Work request |
Exact copy, no pictures: output each line below as it stands.

Data section |
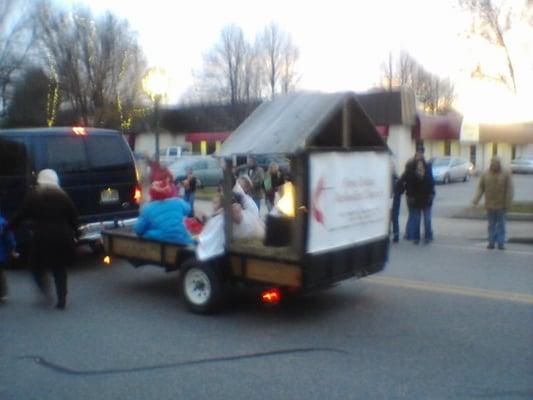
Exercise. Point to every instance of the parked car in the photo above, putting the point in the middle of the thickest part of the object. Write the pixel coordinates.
(95, 167)
(207, 169)
(264, 160)
(448, 169)
(170, 154)
(522, 165)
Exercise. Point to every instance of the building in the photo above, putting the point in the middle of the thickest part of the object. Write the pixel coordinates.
(202, 128)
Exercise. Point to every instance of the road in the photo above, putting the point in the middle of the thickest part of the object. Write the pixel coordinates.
(450, 320)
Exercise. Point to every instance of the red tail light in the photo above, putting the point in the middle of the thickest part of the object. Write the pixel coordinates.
(137, 194)
(79, 131)
(271, 296)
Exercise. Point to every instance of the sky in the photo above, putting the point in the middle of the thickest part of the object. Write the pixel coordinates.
(342, 44)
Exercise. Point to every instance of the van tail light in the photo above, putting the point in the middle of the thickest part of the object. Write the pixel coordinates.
(271, 296)
(137, 194)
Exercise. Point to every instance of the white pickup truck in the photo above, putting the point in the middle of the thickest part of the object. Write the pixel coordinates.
(172, 153)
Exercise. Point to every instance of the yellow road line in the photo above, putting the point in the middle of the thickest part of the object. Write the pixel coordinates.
(449, 289)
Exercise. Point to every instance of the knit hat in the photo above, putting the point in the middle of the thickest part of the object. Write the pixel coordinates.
(47, 177)
(160, 190)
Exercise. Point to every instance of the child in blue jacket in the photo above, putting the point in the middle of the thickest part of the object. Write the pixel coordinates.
(7, 248)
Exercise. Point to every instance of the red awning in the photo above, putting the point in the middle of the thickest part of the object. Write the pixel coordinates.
(445, 127)
(197, 137)
(383, 131)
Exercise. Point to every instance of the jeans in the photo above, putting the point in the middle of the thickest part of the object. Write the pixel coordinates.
(409, 224)
(189, 198)
(416, 214)
(395, 215)
(496, 226)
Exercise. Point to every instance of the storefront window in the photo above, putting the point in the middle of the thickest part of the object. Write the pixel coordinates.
(447, 147)
(473, 154)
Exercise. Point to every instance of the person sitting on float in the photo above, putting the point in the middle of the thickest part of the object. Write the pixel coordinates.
(163, 218)
(245, 218)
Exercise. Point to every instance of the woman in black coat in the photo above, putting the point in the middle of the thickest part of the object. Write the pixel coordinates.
(420, 191)
(53, 219)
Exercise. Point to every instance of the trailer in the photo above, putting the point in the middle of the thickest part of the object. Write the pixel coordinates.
(334, 222)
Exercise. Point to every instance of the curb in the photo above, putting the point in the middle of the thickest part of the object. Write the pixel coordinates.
(481, 215)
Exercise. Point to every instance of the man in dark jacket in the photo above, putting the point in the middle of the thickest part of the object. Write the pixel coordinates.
(420, 191)
(53, 218)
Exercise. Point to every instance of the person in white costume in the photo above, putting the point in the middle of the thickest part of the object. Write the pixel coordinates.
(246, 224)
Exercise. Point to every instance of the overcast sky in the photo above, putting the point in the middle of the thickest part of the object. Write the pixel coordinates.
(342, 43)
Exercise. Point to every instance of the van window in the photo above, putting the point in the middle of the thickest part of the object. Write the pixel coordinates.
(13, 155)
(107, 152)
(65, 153)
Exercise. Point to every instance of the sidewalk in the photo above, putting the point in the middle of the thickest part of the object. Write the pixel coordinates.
(476, 229)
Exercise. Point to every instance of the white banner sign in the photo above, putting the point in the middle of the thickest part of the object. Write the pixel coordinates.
(349, 198)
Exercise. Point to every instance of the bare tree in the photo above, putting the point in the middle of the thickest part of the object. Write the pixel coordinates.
(16, 38)
(492, 23)
(280, 56)
(98, 63)
(236, 71)
(436, 95)
(289, 76)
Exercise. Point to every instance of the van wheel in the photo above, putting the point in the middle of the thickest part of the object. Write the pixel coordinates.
(201, 287)
(97, 247)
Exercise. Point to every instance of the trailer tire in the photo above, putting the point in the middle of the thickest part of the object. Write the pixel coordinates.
(201, 287)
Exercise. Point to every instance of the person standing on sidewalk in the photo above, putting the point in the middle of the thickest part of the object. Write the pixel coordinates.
(497, 186)
(54, 220)
(189, 183)
(420, 192)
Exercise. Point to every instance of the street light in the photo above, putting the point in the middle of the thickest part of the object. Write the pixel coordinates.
(155, 84)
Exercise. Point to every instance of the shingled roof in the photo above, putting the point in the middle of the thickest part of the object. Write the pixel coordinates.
(295, 122)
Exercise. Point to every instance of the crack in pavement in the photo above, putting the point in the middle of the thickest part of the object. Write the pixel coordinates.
(69, 371)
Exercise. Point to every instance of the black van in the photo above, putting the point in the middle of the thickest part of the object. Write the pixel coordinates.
(95, 167)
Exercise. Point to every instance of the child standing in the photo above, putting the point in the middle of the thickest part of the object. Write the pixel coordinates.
(7, 248)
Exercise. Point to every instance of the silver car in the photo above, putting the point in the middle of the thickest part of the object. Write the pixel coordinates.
(448, 169)
(522, 165)
(207, 169)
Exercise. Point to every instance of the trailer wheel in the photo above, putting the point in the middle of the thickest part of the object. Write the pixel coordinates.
(201, 287)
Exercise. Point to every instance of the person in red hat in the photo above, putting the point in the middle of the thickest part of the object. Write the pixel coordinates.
(163, 218)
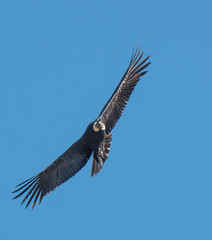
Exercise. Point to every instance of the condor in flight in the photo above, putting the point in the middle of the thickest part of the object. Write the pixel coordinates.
(96, 139)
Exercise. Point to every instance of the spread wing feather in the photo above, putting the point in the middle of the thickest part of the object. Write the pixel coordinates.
(63, 168)
(113, 109)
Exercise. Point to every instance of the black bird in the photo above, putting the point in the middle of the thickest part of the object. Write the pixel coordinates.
(96, 139)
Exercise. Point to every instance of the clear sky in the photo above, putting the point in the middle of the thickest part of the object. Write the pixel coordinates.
(60, 61)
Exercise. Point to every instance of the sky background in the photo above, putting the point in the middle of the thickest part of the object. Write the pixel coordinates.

Exercise solution |
Exercise. Point to every instance of the parked car in the photo above, putting the point in the middle of the thickest part of the object. Write the pixel coordinates.
(95, 167)
(207, 169)
(264, 160)
(448, 169)
(170, 154)
(522, 165)
Exercise. Point to every instance of the building in the photo above, putting the point in the middle of the thickest part of the object. Write the pixel coordinates.
(202, 128)
Exercise. Point to every instance of the road in the photo above, putting the point in the middle of the thickest part of the object. Write the pixel coordinates.
(450, 320)
Exercise. Point to every instance of the red tail light in the photo above, putting the point in the middle of the thickest part of the object. Write the pixel coordinates.
(137, 194)
(79, 131)
(271, 296)
Exercise. Point to every instance of the sky in the photo above, putting the point in the middle of the thickest part of the object. Write the pixel coordinates.
(342, 44)
Exercise. Point to every instance of the van tail light in the photo above, putting the point in the middle of the thickest part of the object. Write the pixel coordinates.
(271, 296)
(137, 194)
Exercise. Point to every instance of the white pickup truck in the photo above, putting the point in the middle of the thickest part of the object. Write the pixel coordinates.
(172, 153)
Exercise. Point to every instance of the yellow road line in the photo above, putting the point in the middle of the thickest part of the object. Write the pixel coordinates.
(449, 289)
Exercise. Point to every instance of the knit hat in the photo above, putting the point in the middle of the thickest part of the object. Write the pixel coordinates.
(47, 177)
(160, 190)
Exercise. Point to every instance of the child in blue jacket in the photo above, putting the point in the middle of the thickest part of the object. Write the pixel coordinates.
(7, 248)
Exercise. Point to every instance of the red awning in the photo above, putting the point in the middle of the thickest part of the object. Write the pixel coordinates.
(445, 127)
(197, 137)
(383, 131)
Exercise. Point to every instance of the jeans in the photo above, putting the point in the middle of the thickest part of the object. Write the pixel coordinates.
(409, 224)
(189, 198)
(416, 214)
(395, 215)
(496, 226)
Exercise. Point to every instance of the storefront window in the photo above, putting the point in the middle of the thickest part of the object. Write the pixel coordinates.
(447, 147)
(473, 154)
Exercise. Point to every instance of the person sitting on float in the photo above, putting the point in the middle of the thickest part of the object. Write the pixel coordinates.
(163, 218)
(245, 218)
Exercise. Point to every instance of the woman in black coat in the photo above, putting the point in the middle of the thickest part of the object. Write the pixel coordinates.
(420, 191)
(53, 219)
Exercise. Point to every instance of the trailer in the photo above, putting the point in the middle of the thickest part of the object. Write the pixel coordinates.
(334, 222)
Exercise. Point to every instance of the curb in the photo above, putting the point in the middle of the thickest part of the object. Write the pixel coordinates.
(481, 215)
Exercise. Point to every instance of the man in dark jacket in the photo above, putting the point in the middle of the thickest part of the object. Write the pixel coordinates.
(420, 191)
(53, 218)
Exercise. Point to every instance of the person in white costume in the photo above, putting the point in the middle of the thickest part of the object. Write the pixel coordinates.
(246, 224)
Exercise. Point to every instance of the overcast sky in the photo above, putting the point in the middle of the thickest part of the object. Write the pixel coordinates.
(342, 43)
Exercise. Point to every instance of the van window in the photo above, putting the point in the middle of the thickest part of the object. Write the pixel coordinates.
(13, 155)
(107, 152)
(65, 153)
Exercise. Point to every instance of the sidewalk in the photo above, putting the point in the middle of the thickest part of the object. Write the pixel coordinates.
(476, 229)
Exercise. Point to every instance of the white banner sign in the photo above, putting the point in the middle of the thickest part of the object. Write the pixel coordinates.
(349, 198)
Exercise. Point to every instance of the bare tree in the photo above, putting the point in the middle of the thickest part of the object. Write the pixel coordinates.
(16, 38)
(492, 23)
(280, 56)
(98, 63)
(236, 71)
(436, 95)
(289, 76)
Exercise. Point to every instance of the van wheel in the photo above, putting the point in the middle of the thickest part of the object. Write the pixel coordinates.
(201, 287)
(97, 247)
Exercise. Point to every instance of the trailer tire in the photo above, putting the point in the middle of the thickest part of the object. Write the pixel coordinates.
(201, 287)
Exercise. Point to every instance of the person standing on sidewalk in the photo above, putting the point in the middle of the thickest part of the object. Write the pixel coordinates.
(497, 186)
(54, 220)
(189, 183)
(420, 192)
Exercise. Point to every instance of the street light in the photo above, putting the point in the middle of the thickest part of the object. Write the pixel coordinates.
(155, 84)
Exercise. Point to every instance of the shingled roof in the photo above, putting the point in the middle of the thickest part of the object. Write the pixel coordinates.
(295, 122)
Exercise. Point to every instance of the crack in pavement in the photo above, putting the point in the middle of the thickest part of the object. Write the pixel coordinates.
(69, 371)
Exercise. Point to every instance of the black van in the photo above, putting the point in the middle of the thickest part of the object. Write the pixel coordinates.
(95, 167)
Exercise. Point to every instance of the child standing in the photo above, putting the point in the middle of the thickest part of the object. Write the pixel coordinates.
(7, 248)
Exercise. Point to every instance of the silver car in the photo above, putting the point in the middle of the thickest part of the object. Write the pixel coordinates.
(448, 169)
(522, 165)
(207, 169)
Exercise. Point to every instance of the trailer wheel in the photo above, putting the point in the middle of the thickest part of the object. Write the pixel coordinates.
(201, 287)
Exercise. Point to every instance of the person in red hat in the photo above, putting the point in the middle of the thickest part of the object. Write the pixel coordinates.
(163, 218)
Exercise. Point to every instance of the condor in flight in the photo above, putting the point in the middle of the thickest part of the object. Write the pixel coordinates.
(96, 139)
Exercise. Point to every instance of the spread wing feather in the photo above, putting the point in the middle of the thickest part of the object. Write the pixel coordinates.
(63, 168)
(113, 109)
Exercise. Point to every instance of the black bird in the photo above, putting the point in the middle of the thickest part of the object. Write the pixel coordinates.
(96, 139)
Exercise. Point to every instance of the clear sky in the photo above, putting the point in the middle of the thickest part of the object. Write the pixel coordinates.
(60, 61)
Exercise. Point to every instance of the sky background in the photo above, putting the point in the middle of the thickest part of the object. Write the pixel coordinates.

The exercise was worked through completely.